====== Supplied material ======

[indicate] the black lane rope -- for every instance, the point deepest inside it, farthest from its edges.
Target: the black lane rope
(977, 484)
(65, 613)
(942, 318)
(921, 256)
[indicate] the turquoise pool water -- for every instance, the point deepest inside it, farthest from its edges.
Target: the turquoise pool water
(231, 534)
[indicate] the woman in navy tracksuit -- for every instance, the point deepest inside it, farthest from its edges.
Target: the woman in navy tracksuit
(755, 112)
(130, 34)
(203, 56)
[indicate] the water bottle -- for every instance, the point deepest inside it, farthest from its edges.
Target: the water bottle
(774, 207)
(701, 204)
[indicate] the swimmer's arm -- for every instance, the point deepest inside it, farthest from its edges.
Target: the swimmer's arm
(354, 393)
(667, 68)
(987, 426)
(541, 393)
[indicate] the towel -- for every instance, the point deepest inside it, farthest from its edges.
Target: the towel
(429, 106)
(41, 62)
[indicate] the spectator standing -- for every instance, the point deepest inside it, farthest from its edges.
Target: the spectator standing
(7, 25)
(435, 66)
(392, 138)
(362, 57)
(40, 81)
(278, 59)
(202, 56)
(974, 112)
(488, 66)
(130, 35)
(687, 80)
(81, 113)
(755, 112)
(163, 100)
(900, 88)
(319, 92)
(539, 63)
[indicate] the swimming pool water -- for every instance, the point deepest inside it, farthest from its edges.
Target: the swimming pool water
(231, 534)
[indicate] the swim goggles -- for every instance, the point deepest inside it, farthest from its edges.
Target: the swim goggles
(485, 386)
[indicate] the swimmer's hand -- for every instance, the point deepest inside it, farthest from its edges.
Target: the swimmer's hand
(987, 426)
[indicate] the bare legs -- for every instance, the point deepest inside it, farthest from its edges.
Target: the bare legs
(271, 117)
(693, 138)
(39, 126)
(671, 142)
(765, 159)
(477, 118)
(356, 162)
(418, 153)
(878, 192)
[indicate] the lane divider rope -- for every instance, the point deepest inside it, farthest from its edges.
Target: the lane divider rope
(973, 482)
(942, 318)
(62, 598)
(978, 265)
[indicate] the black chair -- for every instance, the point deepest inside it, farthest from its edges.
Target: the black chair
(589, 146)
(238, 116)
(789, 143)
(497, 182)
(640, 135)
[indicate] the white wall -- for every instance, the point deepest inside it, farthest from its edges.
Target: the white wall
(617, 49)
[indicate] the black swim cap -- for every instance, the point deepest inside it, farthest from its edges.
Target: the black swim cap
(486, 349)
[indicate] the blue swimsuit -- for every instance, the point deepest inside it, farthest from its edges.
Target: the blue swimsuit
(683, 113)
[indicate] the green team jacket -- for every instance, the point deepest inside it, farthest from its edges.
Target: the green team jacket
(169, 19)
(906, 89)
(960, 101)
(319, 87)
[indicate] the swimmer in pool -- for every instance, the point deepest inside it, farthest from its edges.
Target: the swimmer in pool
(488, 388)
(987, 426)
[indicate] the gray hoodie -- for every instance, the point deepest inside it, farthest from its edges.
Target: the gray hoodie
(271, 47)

======

Return verbatim every line of the data from the line containing "[indicate] the black chair" through the final line, both ends included.

Task answer.
[indicate] the black chair -- for every instance, the point deepest inside it, farthest from its edges.
Target: the black chair
(589, 146)
(238, 116)
(789, 143)
(497, 182)
(640, 135)
[indicate] the white wall -- for every instance, the point deepest inside it, farthest from its edges.
Target: the white wall
(617, 49)
[indicate] the black swim cap -- for every instance, the point deepest inside it, farthest from its edges.
Target: the black swim cap
(486, 349)
[indicate] the blue swimsuit -- for every instance, the point deepest inside it, farthest from its edges.
Target: the blue swimsuit
(683, 113)
[indicate] the green team jacket -- for every instance, the point deepest inside it, farthest from its edges.
Target: the green team jacket
(169, 19)
(906, 89)
(960, 101)
(319, 87)
[indicate] the swimmer in pool -- for every instance, the point deepest inside it, farthest from its edges.
Target: the swimmer in pool
(488, 388)
(987, 426)
[indicate] the gray hoodie -- for every instance, the point deepest inside it, farthest from its edges.
Target: the gray hoodie
(271, 47)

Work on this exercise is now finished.